Power production was, if anything, more predictable. The majority was supplied by baseload generation that was nearly always on and at the same level, mostly massive turbines spun up by steam from boilers heated by coal, nuclear and natural gas. When demand spiked, less efficient peaker plants — usually powered by natural gas — would spin up quickly and make up the difference.
Renewables are different. They produce most of their power when demand is low and switch off when demand peaks. As renewables penetrate more deeply, if no changes are made, that variability goes from a nuisance to a genuine problem for two reasons.
First, the misalignment of demand and supply will simply be harder to cover. Baseload coal and nuclear plants can't just turn on and serve up power on demand when the sun sets. Building more peaker plants — as is happening — solves some of the problem, but they are less efficient in general, especially compared to nuclear.
Second, because renewables produce energy so cheaply, they make legacy baseload generation economically unsustainable. So even though the grid needs the power baseload sources produce, the market won't pay them enough to stay in business.
"We are going to build more and more renewables. We need to make it more reliable," Colston said. "Every baseload generation plant that shuts down because the economics don't make sense makes our power grid more precarious."
Today, the most economic storage system is pumped hydroelectric — using excess power to fill reservoirs and then letting the water run back out when the power is needed — but that can only work in some locations, and very few of those are near desert solar farms.

[Location annotation dataset excerpts]
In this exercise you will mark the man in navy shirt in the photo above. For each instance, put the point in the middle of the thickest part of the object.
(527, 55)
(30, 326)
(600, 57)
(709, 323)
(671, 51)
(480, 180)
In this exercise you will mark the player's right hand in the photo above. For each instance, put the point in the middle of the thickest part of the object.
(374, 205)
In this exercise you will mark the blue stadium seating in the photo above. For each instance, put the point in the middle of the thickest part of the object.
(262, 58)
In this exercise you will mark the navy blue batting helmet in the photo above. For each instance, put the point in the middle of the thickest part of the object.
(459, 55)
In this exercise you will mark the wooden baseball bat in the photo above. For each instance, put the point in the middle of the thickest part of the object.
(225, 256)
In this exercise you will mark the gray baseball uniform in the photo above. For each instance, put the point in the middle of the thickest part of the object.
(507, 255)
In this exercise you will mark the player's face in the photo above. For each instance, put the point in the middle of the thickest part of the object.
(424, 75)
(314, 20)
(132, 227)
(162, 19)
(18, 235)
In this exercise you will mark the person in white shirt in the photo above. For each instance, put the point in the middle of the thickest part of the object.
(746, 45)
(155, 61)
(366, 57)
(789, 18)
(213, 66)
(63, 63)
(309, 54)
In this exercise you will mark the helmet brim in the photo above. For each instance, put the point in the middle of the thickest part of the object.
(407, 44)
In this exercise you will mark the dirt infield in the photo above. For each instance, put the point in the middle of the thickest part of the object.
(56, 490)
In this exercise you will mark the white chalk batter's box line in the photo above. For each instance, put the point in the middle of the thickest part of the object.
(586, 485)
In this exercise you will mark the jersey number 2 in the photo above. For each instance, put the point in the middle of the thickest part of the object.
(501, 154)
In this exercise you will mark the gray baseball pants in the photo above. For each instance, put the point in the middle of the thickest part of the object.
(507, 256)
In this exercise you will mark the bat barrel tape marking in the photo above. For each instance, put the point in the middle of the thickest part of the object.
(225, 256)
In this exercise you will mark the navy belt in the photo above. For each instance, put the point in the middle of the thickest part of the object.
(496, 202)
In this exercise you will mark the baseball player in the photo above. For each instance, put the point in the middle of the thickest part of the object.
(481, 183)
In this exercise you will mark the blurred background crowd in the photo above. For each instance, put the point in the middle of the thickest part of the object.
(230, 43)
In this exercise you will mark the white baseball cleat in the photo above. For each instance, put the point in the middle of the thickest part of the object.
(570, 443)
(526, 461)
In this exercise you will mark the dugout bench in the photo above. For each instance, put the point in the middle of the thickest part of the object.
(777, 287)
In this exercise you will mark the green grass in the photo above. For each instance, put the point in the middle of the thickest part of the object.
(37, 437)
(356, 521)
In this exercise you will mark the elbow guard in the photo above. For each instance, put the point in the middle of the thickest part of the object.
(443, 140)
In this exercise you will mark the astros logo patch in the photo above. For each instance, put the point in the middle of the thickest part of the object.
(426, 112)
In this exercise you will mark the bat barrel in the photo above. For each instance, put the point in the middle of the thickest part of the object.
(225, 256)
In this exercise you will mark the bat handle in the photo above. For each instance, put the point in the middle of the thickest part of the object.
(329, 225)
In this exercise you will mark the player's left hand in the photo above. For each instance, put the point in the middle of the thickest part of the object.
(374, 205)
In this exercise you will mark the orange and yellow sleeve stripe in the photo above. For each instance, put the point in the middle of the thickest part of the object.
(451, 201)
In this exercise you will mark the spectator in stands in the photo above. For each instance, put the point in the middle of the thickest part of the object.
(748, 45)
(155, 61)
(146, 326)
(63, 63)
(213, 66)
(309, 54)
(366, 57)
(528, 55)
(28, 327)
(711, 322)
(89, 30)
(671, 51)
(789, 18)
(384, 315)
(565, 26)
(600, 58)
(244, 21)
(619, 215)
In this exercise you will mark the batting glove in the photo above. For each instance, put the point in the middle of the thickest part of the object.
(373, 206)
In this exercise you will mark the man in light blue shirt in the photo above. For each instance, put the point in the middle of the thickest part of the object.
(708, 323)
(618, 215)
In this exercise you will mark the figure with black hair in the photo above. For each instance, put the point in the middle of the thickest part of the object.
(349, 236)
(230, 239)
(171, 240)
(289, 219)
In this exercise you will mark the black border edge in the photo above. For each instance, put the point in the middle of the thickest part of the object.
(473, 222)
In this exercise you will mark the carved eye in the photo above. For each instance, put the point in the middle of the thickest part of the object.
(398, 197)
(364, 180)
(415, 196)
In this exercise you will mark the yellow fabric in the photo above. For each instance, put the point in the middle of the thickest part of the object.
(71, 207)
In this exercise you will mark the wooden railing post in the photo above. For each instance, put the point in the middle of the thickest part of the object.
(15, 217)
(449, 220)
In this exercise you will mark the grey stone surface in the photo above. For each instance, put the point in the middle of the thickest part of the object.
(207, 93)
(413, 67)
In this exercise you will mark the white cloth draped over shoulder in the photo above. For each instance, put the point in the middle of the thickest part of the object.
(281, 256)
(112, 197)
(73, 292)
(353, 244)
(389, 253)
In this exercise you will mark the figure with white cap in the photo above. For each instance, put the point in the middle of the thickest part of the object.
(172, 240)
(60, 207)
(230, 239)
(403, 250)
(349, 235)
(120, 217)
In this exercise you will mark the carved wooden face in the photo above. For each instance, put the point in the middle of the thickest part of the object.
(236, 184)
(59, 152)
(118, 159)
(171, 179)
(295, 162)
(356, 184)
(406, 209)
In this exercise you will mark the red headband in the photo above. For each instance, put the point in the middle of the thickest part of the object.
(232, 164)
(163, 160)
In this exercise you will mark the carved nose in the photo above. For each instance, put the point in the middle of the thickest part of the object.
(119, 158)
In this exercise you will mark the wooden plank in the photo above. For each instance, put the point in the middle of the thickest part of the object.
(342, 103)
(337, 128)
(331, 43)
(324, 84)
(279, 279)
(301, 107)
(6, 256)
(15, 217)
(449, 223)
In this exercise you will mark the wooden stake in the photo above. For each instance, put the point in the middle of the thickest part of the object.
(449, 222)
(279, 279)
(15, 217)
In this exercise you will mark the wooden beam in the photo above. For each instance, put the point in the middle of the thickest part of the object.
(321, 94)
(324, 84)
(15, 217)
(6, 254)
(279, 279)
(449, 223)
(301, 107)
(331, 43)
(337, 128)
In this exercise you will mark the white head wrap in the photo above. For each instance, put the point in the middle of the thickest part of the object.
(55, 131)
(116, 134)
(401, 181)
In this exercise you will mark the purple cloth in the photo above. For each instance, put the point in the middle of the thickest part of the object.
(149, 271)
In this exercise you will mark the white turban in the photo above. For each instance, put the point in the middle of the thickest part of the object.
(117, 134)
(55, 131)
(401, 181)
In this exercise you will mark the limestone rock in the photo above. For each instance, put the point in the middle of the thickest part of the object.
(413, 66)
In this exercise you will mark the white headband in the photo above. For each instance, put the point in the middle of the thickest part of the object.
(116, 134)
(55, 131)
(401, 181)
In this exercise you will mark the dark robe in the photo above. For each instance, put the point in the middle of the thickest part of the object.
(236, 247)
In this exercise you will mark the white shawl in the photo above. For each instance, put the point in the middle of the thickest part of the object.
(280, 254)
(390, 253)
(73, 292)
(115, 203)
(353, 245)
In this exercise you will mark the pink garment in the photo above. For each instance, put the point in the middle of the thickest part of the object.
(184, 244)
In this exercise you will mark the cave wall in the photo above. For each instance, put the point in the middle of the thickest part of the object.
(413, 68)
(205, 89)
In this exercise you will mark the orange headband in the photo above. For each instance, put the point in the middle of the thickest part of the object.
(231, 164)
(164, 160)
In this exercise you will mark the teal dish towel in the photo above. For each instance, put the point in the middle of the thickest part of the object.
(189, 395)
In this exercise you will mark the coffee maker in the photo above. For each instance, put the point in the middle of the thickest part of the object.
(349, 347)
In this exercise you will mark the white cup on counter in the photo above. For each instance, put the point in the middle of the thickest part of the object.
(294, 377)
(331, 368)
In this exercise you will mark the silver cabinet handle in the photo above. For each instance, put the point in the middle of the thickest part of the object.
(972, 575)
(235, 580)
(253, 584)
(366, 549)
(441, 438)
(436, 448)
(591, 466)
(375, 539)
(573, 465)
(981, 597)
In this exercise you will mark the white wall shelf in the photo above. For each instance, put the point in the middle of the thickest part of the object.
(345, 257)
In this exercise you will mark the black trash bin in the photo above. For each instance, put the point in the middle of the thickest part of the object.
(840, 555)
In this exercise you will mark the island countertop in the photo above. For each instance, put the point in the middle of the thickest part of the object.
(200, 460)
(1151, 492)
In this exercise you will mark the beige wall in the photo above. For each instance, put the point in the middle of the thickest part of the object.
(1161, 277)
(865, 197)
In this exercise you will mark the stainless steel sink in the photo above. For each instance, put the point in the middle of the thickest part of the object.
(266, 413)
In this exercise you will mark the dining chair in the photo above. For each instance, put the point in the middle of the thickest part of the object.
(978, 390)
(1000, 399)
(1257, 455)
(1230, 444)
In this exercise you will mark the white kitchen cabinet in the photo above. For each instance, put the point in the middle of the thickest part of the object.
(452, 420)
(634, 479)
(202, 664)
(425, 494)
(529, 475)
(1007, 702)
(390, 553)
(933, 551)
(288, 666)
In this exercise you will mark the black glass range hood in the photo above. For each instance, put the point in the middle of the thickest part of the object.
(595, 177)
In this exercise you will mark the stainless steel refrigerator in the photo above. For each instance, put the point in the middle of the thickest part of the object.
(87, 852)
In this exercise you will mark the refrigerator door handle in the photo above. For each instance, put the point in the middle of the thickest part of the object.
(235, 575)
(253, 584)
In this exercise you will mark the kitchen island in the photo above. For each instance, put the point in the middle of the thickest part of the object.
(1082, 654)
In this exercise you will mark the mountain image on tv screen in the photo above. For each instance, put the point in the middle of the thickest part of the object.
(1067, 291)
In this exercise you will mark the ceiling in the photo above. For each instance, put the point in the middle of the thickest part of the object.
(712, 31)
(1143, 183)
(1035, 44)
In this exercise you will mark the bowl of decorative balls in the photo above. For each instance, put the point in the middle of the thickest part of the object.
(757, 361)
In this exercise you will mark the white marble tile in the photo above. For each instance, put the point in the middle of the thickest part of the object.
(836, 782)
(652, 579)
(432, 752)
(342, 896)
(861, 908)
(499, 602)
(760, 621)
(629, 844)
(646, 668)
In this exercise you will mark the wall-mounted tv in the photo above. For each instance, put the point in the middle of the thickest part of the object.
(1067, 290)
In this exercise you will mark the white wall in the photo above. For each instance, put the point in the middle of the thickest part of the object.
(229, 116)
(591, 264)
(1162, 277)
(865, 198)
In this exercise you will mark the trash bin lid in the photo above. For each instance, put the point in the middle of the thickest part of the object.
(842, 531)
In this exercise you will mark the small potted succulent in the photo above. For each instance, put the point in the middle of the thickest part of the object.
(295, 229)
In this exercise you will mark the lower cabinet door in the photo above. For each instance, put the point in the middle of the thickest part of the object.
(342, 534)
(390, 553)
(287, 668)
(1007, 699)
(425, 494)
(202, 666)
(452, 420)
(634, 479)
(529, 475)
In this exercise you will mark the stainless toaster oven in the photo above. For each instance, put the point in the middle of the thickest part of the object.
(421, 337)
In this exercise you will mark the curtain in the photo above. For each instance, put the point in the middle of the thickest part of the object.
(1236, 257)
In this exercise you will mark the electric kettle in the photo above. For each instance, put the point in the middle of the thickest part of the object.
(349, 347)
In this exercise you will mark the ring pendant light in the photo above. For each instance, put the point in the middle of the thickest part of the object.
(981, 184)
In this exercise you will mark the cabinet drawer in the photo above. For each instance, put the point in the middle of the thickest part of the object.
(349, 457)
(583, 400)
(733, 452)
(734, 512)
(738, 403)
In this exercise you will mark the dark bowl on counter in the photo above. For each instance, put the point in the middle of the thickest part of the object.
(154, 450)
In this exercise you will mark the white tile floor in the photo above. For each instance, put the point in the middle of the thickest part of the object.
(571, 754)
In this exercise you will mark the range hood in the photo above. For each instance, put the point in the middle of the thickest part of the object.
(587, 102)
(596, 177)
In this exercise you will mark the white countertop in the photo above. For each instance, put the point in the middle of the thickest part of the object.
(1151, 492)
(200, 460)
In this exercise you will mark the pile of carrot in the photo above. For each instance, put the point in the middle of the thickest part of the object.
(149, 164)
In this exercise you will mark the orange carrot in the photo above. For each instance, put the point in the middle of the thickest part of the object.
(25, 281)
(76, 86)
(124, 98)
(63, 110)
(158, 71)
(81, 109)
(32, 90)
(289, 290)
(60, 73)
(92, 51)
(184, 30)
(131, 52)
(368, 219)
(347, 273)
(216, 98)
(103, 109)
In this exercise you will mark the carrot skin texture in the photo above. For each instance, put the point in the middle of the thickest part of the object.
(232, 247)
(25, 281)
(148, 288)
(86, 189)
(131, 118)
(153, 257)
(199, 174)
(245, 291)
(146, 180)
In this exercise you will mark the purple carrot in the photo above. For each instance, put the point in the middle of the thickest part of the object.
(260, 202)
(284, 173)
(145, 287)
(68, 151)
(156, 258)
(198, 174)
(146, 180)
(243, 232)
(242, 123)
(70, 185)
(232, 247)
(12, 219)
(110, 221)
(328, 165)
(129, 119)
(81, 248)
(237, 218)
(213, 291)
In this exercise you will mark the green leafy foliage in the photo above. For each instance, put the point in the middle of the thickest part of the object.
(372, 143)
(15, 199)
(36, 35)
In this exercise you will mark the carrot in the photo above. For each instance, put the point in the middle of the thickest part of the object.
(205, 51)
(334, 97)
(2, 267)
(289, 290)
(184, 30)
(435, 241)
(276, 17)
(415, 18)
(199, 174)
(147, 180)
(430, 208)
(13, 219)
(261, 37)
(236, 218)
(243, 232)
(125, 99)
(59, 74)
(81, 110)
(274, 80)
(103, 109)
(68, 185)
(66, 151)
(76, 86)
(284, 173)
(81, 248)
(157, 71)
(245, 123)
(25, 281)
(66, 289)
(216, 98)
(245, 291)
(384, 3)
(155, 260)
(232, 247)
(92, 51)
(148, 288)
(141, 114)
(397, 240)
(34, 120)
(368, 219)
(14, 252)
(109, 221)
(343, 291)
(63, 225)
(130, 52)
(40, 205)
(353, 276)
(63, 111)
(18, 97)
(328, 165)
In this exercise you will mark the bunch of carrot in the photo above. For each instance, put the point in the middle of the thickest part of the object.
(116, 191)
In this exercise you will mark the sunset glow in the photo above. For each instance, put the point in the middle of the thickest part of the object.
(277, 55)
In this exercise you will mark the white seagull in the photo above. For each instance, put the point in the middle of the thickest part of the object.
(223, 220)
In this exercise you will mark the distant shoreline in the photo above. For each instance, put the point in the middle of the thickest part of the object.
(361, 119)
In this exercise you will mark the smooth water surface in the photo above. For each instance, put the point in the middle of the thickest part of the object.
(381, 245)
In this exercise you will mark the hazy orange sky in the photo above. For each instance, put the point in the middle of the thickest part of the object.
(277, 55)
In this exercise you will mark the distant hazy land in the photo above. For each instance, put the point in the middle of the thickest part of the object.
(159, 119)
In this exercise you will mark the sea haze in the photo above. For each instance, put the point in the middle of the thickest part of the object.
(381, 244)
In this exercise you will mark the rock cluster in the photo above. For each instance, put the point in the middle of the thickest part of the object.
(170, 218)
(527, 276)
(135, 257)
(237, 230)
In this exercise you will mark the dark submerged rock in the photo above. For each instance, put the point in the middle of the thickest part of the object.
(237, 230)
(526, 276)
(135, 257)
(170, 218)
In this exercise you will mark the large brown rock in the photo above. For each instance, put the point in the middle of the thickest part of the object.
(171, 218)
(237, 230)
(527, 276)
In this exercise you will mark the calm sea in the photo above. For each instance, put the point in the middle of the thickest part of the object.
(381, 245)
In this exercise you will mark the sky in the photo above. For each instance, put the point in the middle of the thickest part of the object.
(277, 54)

● **Task instructions**:
(a) In the text on renewable energy and the power grid, which storage system is currently the most economic?
(b) Print the section of the renewable energy text that begins at the words "First, the misalignment" and stops after the words "compared to nuclear.".

● **Responses**:
(a) Pumped hydroelectric storage is currently the most economic.

(b)
First, the misalignment of demand and supply will simply be harder to cover. Baseload coal and nuclear plants can't just turn on and serve up power on demand when the sun sets. Building more peaker plants — as is happening — solves some of the problem, but they are less efficient in general, especially compared to nuclear.